» **Data for processing**
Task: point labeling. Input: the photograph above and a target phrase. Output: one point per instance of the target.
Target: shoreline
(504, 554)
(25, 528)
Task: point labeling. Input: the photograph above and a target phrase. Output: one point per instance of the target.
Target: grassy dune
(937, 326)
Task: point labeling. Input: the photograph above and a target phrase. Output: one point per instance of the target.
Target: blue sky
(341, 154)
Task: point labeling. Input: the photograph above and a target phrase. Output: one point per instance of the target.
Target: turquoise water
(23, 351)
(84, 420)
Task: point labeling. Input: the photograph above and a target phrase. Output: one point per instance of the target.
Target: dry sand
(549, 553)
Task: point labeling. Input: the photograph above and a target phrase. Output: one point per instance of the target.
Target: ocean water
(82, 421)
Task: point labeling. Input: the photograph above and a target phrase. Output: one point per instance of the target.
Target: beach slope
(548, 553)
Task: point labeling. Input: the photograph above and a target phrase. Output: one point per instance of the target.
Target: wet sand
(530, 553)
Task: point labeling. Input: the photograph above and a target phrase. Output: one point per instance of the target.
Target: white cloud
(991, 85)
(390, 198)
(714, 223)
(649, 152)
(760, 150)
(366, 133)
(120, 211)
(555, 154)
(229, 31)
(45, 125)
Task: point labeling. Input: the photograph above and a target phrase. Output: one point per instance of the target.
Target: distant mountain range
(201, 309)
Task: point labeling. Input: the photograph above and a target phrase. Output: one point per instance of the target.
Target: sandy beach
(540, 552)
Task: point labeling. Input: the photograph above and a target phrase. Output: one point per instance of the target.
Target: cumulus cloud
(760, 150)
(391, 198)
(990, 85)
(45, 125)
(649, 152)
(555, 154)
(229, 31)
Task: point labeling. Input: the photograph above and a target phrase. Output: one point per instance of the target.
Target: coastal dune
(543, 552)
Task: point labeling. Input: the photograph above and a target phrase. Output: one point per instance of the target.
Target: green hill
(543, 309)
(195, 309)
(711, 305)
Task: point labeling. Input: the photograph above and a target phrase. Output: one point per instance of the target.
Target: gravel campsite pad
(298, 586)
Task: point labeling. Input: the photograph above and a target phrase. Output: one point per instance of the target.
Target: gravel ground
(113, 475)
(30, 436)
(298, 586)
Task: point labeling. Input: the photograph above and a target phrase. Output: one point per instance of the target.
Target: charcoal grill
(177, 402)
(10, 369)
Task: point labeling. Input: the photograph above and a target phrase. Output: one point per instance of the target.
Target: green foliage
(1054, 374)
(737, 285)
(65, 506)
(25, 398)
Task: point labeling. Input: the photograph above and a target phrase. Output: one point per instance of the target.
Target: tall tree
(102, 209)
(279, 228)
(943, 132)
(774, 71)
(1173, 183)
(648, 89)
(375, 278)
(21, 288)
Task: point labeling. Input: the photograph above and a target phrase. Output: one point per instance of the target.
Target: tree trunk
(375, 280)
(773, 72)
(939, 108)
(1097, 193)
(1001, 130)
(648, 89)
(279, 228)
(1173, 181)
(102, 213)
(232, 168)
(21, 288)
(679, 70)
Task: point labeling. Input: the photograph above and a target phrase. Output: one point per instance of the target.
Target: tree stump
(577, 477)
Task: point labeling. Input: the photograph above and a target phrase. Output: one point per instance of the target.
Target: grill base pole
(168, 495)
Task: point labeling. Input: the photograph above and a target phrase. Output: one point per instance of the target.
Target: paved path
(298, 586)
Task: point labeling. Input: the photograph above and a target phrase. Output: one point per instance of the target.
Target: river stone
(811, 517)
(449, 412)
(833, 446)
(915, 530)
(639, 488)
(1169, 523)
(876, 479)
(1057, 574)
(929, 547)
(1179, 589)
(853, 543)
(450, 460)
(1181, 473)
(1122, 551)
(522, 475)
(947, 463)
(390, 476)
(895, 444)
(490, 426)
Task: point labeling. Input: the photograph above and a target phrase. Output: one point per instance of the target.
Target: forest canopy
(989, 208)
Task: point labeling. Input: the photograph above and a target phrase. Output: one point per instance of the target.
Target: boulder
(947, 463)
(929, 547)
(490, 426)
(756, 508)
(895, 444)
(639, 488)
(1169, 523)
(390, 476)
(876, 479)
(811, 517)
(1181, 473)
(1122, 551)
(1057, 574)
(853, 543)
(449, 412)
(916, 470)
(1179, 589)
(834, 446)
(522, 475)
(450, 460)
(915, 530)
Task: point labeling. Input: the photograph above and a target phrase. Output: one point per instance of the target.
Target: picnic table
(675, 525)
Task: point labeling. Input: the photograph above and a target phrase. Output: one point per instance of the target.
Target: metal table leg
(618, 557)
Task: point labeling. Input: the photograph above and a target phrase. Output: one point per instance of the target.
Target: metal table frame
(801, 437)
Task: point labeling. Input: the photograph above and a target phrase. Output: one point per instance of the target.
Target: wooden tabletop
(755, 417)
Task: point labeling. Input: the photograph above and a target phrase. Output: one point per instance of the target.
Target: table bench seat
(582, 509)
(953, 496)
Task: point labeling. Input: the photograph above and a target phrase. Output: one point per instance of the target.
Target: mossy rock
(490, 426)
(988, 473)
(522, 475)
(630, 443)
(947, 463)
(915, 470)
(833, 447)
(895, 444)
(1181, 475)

» **Task statement**
Reproduce the material in full, with no word added or dropped.

» **Reply to the task**
Task: point labeling. Input: the photograph above and a target phrase. Output: one point per instance of the target.
Target: shoreline
(504, 554)
(25, 528)
Task: point labeling. Input: the photograph above and a target phrase. Output: one point per instance of the target.
Target: grassy dune
(937, 326)
Task: point labeling. Input: the photograph above and a target phrase. Output: one point per instance of the target.
Target: blue sky
(341, 154)
Task: point labeling. Input: the photograph above and a target phrase. Output: one point per instance of the target.
Target: turquoise water
(23, 351)
(84, 420)
Task: point labeling. Input: the photograph above and a target phrase. Output: one point per instance of the target.
Target: dry sand
(549, 553)
Task: point labeling. Input: the photograph above and a target phrase. Output: one point per instance of the target.
Target: ocean water
(82, 421)
Task: point labeling. Input: the photograph above and a target phrase. Output: one point per instance of the target.
Target: beach slope
(548, 553)
Task: point labeling. Input: the photograph above and a target phrase. Output: one point per instance of the target.
Target: wet sand
(530, 553)
Task: point labeling. Input: the photograph above and a target phrase. Output: one point per instance of the target.
Target: white cloud
(991, 85)
(390, 198)
(714, 223)
(649, 152)
(760, 150)
(366, 133)
(120, 211)
(555, 154)
(229, 31)
(45, 125)
Task: point labeling. Input: the photograph above and a target phrase. Output: one point per instance of the target.
Target: distant mountain range
(201, 309)
Task: point labeling. Input: the photograph above and a target phrase. Output: one point per instance of the target.
Target: sandy beach
(540, 552)
Task: point labeling. Input: the photograph above and a target phrase. Output: one point per instance of the target.
Target: cumulus cloud
(760, 150)
(391, 198)
(990, 85)
(45, 125)
(649, 152)
(555, 154)
(229, 31)
Task: point labeling. Input: the photograph above and a target phrase. Output: one point per instance of the target.
Target: coastal dune
(543, 552)
Task: point labeling. Input: the photograph above and a target phrase. Output: one point per instance of the target.
Target: green hill
(543, 309)
(195, 309)
(711, 305)
Task: point labeling. Input: the photograph above and a target phrase. Output: one point per instance of the target.
Target: gravel campsite pad
(298, 586)
Task: point labeling. Input: the photograph above and a target phrase. Output: one point per instance of the target.
Target: gravel ground
(113, 475)
(30, 436)
(298, 586)
Task: point labeling. Input: the photograph above and a target phrase. Output: one point per instance of the target.
Target: charcoal grill
(177, 402)
(10, 369)
Task: point labeling. Input: the photograph above and a target phrase. Output: one point per instance of the target.
Target: green foliage
(1054, 374)
(737, 285)
(65, 506)
(25, 398)
Task: point labeling. Input: the photograph above and a target phrase. Output: one point per instance of the target.
Target: tall tree
(102, 209)
(279, 228)
(943, 132)
(774, 71)
(1173, 183)
(648, 89)
(375, 278)
(21, 288)
Task: point labeling. Input: the photograph above and a target phrase. Output: one point per instance of the target.
Target: tree trunk
(375, 280)
(773, 72)
(939, 108)
(1097, 193)
(1001, 130)
(648, 89)
(279, 228)
(1173, 181)
(102, 213)
(232, 168)
(21, 288)
(679, 70)
Task: point labeling. Input: the photograph above and a target phrase. Output: one point per instance of the target.
Target: tree stump
(577, 477)
Task: point labeling. Input: the photograph above and a target phrase. Output: one point per instance of the target.
Target: grill base pole
(168, 495)
Task: point labeling. Input: the photograph above and a target phrase. Output: one point per instance of the target.
Target: paved path
(298, 586)
Task: point labeling. Input: the photograph above and a target phrase. Output: one point per instance of the target.
Target: river stone
(811, 517)
(449, 412)
(833, 446)
(915, 530)
(639, 488)
(1169, 523)
(876, 479)
(1057, 574)
(929, 547)
(1179, 589)
(853, 543)
(450, 460)
(1181, 473)
(1122, 551)
(522, 475)
(947, 463)
(390, 476)
(895, 444)
(490, 426)
Task: point labeling. Input: the photograph above and a target phrase. Output: one point per instance of the target.
Target: forest canopy
(989, 208)
Task: point labeling. Input: the photograph above and a target phrase. Output: one point per instance of the target.
Target: boulder
(947, 463)
(929, 547)
(490, 426)
(756, 508)
(895, 444)
(639, 488)
(1169, 523)
(390, 476)
(876, 479)
(811, 517)
(1181, 473)
(1122, 551)
(1057, 574)
(853, 543)
(449, 412)
(916, 470)
(1179, 589)
(834, 446)
(522, 475)
(450, 460)
(915, 530)
Task: point labeling. Input: the photograph above and a target phrase. Output: one point per instance of the target.
Target: picnic table
(675, 525)
Task: point labeling. Input: the photograph above and a target phrase. Output: one point per instance of the target.
Target: metal table leg
(618, 557)
Task: point labeling. Input: the photograph above and a target phrase. Output: one point per instance of the target.
Target: metal table frame
(801, 437)
Task: point labeling. Input: the photograph above and a target phrase. Output: one point per instance of the target.
Target: wooden tabletop
(755, 417)
Task: point labeling. Input: the photograph above and a target phrase. Output: one point per instance of the target.
Target: table bench seat
(582, 509)
(953, 496)
Task: point labeling. Input: the photograph above and a target phrase. Output: one point per instance of the target.
Target: mossy rock
(490, 426)
(988, 473)
(522, 475)
(630, 443)
(947, 463)
(915, 470)
(833, 447)
(895, 444)
(1181, 475)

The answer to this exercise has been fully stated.